TEXTAUSZUG:
Weder frei noch wild – Glaube, Liebe, Heimat statt Rock and Roll

power of rock
power of rock

Eigentlich wollte ich mich da raushalten. Weil es mich nur nervt. Weil wir das alles schon mal hatten. Aber nun schwappt immer mehr davon in meine Facebook-Timeline, immer mehrere Menschen beziehen Stellung – und das häufig unreflektiert. Das Frei.wild-Thema lässt die Emotionen hochkochen.

 

Frei.wild und die rechte Ecke.

Frei.wild distanziert sich von der NPD, lässt „Nazis raus“ skandieren. Im gleichen Atemzug wird sich aber auch von Antifaschisten, „Gutmenschen“, Grünen und anderen distanziert. Jeder Distanzierung nach rechtsaussen folgt im gleichen Atemzug eine Distanzierung nach links. Gleichzeitig wird in jedem Statement eine vermeintliche Opferrolle betont – ein gängiges Muster der Rechtsextremen.

Frei.wild bezeichnen sich selbst als unpolitisch, transportieren aber in ihren Texten ultranationalistische Inhalte. Der Frontmann Philipp Burger war vorher Mitglied der Rechtsrockband „Kaiserjäger“ und der südtiroler rechtspopulistischen Partei „Die Freiheitlichen“. Noch 2008 sollten Frei.wild auf einer Veranstaltung dieser Partei auftreten. Erst Fanproteste verhinderten das, heute distanziert sich Burger sowohl von seiner Kaiserjäger-Vergangenheit als auch von den Freiheitlichen.

BEREITGESTELLTES MATERIAL:
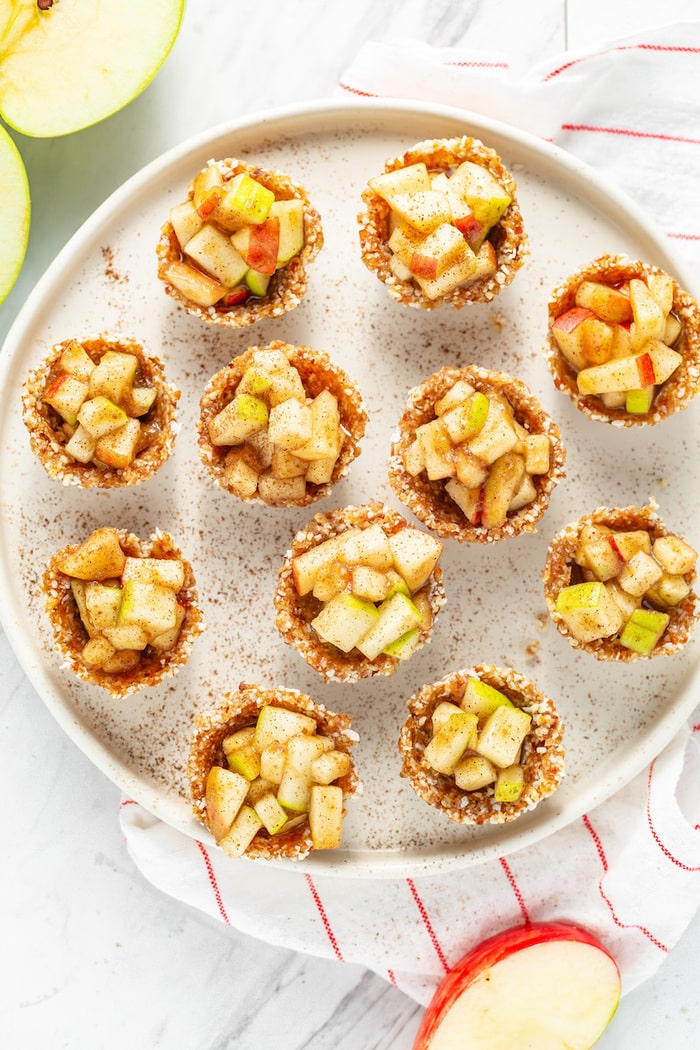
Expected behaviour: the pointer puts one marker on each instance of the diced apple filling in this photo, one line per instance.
(485, 457)
(479, 741)
(619, 340)
(233, 236)
(127, 605)
(280, 772)
(441, 223)
(370, 587)
(629, 584)
(281, 439)
(103, 405)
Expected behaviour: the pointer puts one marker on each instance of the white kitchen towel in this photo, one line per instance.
(630, 869)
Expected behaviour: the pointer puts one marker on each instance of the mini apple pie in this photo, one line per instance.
(100, 414)
(623, 342)
(475, 457)
(358, 591)
(618, 585)
(270, 773)
(483, 746)
(280, 424)
(443, 225)
(124, 611)
(236, 249)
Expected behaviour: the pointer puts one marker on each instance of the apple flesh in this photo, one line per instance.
(70, 64)
(550, 986)
(15, 209)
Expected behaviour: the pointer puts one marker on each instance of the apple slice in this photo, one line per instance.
(544, 985)
(15, 209)
(67, 66)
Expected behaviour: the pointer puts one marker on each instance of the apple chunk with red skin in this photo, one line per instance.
(547, 985)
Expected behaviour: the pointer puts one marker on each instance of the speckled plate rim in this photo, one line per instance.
(495, 841)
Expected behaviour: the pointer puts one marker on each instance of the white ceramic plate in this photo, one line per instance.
(617, 717)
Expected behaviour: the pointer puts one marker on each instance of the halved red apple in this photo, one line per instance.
(550, 986)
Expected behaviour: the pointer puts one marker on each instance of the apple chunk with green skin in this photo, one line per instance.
(15, 209)
(547, 985)
(71, 64)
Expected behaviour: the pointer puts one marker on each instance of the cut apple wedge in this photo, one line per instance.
(15, 210)
(68, 65)
(550, 986)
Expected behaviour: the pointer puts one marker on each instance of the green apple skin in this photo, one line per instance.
(72, 65)
(15, 210)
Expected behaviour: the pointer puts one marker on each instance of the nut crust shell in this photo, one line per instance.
(557, 573)
(289, 284)
(69, 635)
(240, 709)
(428, 500)
(293, 613)
(678, 390)
(510, 238)
(47, 440)
(318, 373)
(543, 749)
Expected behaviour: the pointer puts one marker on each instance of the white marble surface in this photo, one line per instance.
(93, 956)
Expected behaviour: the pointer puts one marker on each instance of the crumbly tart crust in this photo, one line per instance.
(428, 500)
(676, 393)
(509, 238)
(240, 709)
(69, 635)
(559, 566)
(48, 441)
(543, 749)
(318, 373)
(293, 613)
(288, 286)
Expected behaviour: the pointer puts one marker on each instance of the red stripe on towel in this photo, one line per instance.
(356, 90)
(324, 918)
(603, 861)
(627, 47)
(213, 882)
(515, 888)
(426, 922)
(630, 132)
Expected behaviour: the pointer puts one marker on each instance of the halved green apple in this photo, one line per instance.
(66, 65)
(15, 207)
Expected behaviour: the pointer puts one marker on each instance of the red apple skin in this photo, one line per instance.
(235, 297)
(423, 266)
(645, 369)
(470, 229)
(210, 203)
(572, 318)
(487, 954)
(263, 246)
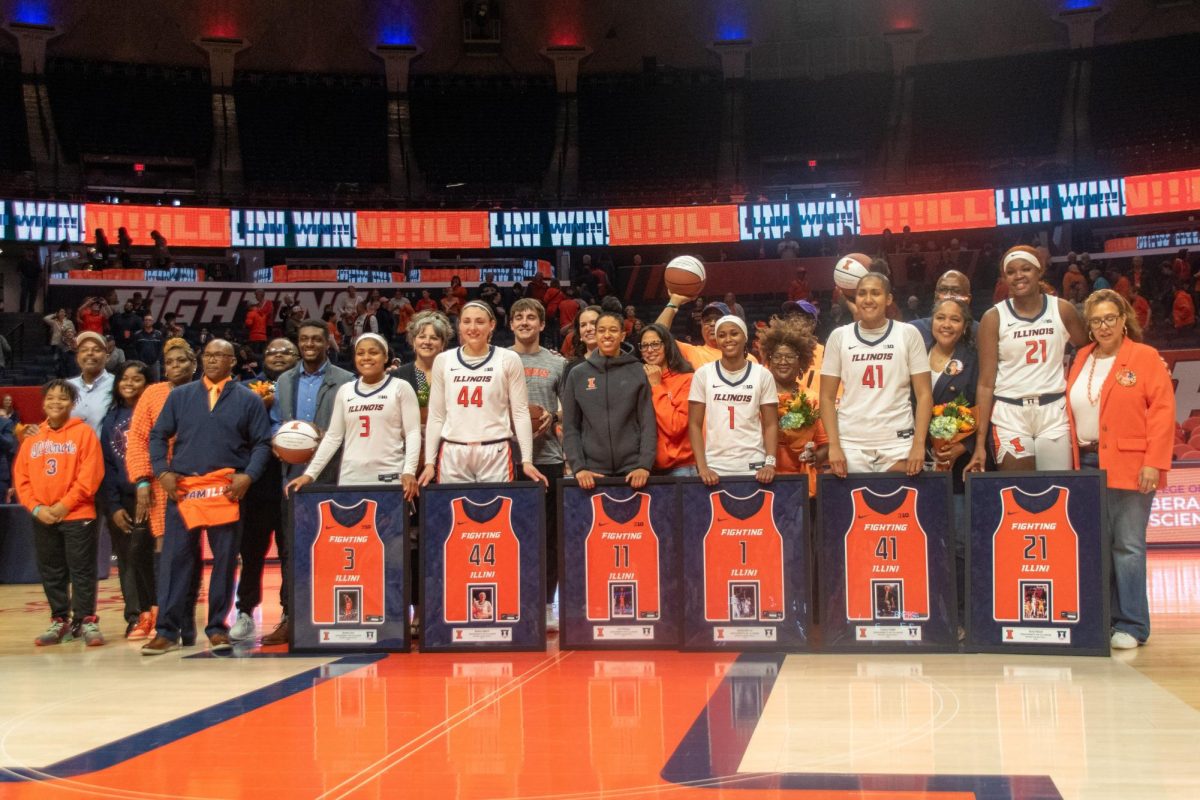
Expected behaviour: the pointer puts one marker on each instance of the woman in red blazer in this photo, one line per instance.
(1122, 409)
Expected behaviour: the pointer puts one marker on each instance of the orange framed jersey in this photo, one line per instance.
(618, 566)
(349, 567)
(745, 564)
(483, 566)
(1037, 563)
(886, 560)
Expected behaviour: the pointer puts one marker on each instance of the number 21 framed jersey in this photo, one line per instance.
(745, 572)
(618, 565)
(1038, 563)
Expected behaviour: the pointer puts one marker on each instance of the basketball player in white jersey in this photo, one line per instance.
(376, 422)
(1023, 380)
(880, 365)
(732, 420)
(478, 400)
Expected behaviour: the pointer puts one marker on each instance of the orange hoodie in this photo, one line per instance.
(63, 465)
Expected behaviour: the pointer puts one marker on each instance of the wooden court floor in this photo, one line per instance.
(106, 722)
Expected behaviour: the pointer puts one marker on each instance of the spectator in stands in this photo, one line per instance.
(161, 257)
(148, 347)
(63, 340)
(799, 287)
(124, 248)
(30, 270)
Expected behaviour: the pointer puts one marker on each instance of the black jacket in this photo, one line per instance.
(609, 416)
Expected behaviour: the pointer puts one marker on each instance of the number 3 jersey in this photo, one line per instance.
(886, 547)
(347, 555)
(1035, 547)
(622, 553)
(481, 554)
(743, 551)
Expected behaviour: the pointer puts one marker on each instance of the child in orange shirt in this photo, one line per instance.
(57, 474)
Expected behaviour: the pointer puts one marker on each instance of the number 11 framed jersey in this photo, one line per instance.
(747, 576)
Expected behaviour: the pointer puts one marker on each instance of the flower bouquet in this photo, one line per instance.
(952, 422)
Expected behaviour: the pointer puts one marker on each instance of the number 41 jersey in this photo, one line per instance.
(347, 555)
(484, 553)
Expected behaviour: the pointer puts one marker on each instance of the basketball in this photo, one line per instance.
(685, 276)
(849, 269)
(295, 441)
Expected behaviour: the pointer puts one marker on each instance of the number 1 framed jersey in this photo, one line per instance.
(483, 567)
(745, 575)
(349, 570)
(618, 565)
(886, 564)
(1038, 563)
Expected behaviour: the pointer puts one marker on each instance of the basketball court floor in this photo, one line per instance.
(107, 722)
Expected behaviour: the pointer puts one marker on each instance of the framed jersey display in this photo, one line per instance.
(483, 567)
(349, 570)
(745, 575)
(618, 565)
(1038, 563)
(886, 558)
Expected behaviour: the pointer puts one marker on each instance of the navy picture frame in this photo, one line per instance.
(887, 630)
(792, 630)
(305, 633)
(1086, 512)
(579, 629)
(528, 522)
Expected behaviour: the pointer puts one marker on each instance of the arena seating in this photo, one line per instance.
(131, 109)
(648, 133)
(1140, 103)
(993, 109)
(312, 130)
(492, 133)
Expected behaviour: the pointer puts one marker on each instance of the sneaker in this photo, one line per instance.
(91, 635)
(54, 633)
(1122, 641)
(244, 627)
(143, 629)
(280, 635)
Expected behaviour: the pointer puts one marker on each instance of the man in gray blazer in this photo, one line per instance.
(305, 392)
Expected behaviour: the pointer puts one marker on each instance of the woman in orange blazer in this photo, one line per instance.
(1122, 409)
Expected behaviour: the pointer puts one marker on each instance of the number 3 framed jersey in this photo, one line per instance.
(745, 575)
(349, 570)
(1038, 564)
(618, 565)
(483, 567)
(886, 563)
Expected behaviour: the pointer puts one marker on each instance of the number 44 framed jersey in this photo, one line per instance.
(483, 567)
(1038, 563)
(618, 551)
(745, 576)
(349, 570)
(886, 563)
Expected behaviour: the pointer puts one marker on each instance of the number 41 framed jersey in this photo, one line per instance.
(349, 570)
(745, 577)
(886, 563)
(1038, 564)
(618, 567)
(483, 567)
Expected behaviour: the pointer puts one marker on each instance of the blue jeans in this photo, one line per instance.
(1128, 512)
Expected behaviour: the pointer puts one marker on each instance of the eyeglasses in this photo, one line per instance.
(1109, 320)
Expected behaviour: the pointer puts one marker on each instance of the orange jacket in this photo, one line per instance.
(671, 413)
(1137, 414)
(64, 465)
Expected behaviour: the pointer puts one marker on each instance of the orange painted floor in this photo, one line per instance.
(109, 723)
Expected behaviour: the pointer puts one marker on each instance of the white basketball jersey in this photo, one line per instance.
(733, 440)
(1031, 352)
(876, 382)
(373, 446)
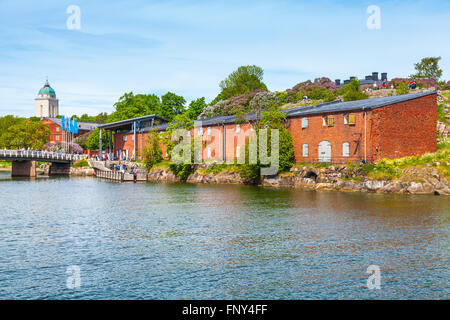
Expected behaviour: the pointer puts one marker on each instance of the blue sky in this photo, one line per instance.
(188, 47)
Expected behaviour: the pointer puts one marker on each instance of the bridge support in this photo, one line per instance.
(59, 169)
(23, 169)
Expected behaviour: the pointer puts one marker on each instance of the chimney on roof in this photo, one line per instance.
(375, 76)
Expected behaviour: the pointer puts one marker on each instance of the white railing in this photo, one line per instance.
(31, 154)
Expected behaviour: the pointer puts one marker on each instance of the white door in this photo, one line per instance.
(324, 151)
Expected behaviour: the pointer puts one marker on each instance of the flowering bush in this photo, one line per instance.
(421, 83)
(61, 146)
(322, 88)
(262, 101)
(237, 104)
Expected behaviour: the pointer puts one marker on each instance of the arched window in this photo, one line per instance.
(346, 149)
(324, 151)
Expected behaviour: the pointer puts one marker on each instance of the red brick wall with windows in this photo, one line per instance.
(336, 135)
(405, 129)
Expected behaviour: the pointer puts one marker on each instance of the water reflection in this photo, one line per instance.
(169, 241)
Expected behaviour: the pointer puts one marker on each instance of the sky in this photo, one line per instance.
(188, 47)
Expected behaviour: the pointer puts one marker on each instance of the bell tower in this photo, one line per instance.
(46, 104)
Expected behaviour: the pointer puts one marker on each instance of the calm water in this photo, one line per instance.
(182, 241)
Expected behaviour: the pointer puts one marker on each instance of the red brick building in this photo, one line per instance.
(334, 132)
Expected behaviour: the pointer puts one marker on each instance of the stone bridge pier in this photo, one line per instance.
(59, 169)
(23, 168)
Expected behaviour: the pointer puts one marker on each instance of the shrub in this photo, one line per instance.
(81, 163)
(402, 88)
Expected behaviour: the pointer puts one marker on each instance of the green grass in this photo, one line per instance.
(386, 169)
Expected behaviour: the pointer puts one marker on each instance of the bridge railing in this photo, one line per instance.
(31, 154)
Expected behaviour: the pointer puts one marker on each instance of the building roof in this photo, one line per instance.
(88, 126)
(366, 104)
(123, 124)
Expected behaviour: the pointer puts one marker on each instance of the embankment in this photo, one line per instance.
(426, 180)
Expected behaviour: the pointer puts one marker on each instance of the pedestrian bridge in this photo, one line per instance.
(24, 161)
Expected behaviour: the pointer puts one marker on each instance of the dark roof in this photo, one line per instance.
(129, 122)
(89, 126)
(366, 104)
(328, 107)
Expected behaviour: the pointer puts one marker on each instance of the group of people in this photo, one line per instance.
(133, 169)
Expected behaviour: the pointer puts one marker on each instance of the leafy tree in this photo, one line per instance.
(428, 68)
(152, 150)
(8, 121)
(273, 118)
(81, 140)
(93, 142)
(172, 105)
(352, 92)
(245, 79)
(195, 108)
(402, 88)
(25, 135)
(133, 106)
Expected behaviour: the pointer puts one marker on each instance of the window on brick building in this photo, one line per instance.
(349, 119)
(330, 121)
(305, 150)
(352, 119)
(304, 123)
(346, 149)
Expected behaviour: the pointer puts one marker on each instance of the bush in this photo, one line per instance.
(402, 88)
(81, 163)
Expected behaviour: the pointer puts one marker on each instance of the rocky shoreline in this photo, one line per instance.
(415, 181)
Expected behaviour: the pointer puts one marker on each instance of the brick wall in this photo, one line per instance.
(404, 129)
(337, 134)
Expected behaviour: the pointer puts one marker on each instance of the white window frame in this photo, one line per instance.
(305, 147)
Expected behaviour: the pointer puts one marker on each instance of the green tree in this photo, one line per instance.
(245, 79)
(351, 91)
(133, 106)
(8, 121)
(172, 105)
(402, 88)
(428, 68)
(25, 135)
(195, 108)
(273, 118)
(152, 150)
(93, 142)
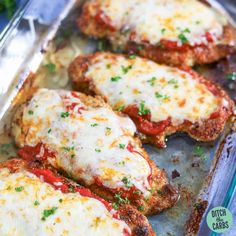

AUFGABE 1:
Stimmen die Aussagen (a) bis (c) mit dem Text über Frei.wild überein? Antworte jeweils mit Ja oder Nein und zitiere die entscheidenden Worte wörtlich.
(a) Frei.wild distanziert sich von der NPD.
(b) Frei.wild traten 2008 auf einer Veranstaltung der Partei auf, der Burger angehört hatte.
(c) Frei.wild bezeichnen sich selbst als politisch.
AUFGABE 2:
Welcher Wortlaut steht im Text über Frei.wild von „Eigentlich wollte ich“ bis hinunter zu „die Emotionen hochkochen.“? Gib ihn unverändert aus.

ANTWORT 1:
(a) Ja: „Frei.wild distanziert sich von der NPD“
(b) Nein: „Noch 2008 sollten Frei.wild auf einer Veranstaltung dieser Partei auftreten. Erst Fanproteste verhinderten das“
(c) Nein: „Frei.wild bezeichnen sich selbst als unpolitisch“

ANTWORT 2:
Eigentlich wollte ich mich da raushalten. Weil es mich nur nervt. Weil wir das alles schon mal hatten. Aber nun schwappt immer mehr davon in meine Facebook-Timeline, immer mehrere Menschen beziehen Stellung – und das häufig unreflektiert. Das Frei.wild-Thema lässt die Emotionen hochkochen.